Written problem:
Rewrite the material below, substituting "rectangle" for every occurrence of "bounding box" and leaving everything else unchanged.

Box-labeled dataset extracts
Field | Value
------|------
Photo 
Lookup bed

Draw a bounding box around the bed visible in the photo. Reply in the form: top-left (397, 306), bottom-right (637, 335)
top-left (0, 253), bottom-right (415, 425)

Exercise result:
Field | Value
------|------
Photo 
Lookup bed

Draw a rectangle around the bed visible in the photo. Reply in the form: top-left (397, 306), bottom-right (637, 335)
top-left (0, 253), bottom-right (415, 425)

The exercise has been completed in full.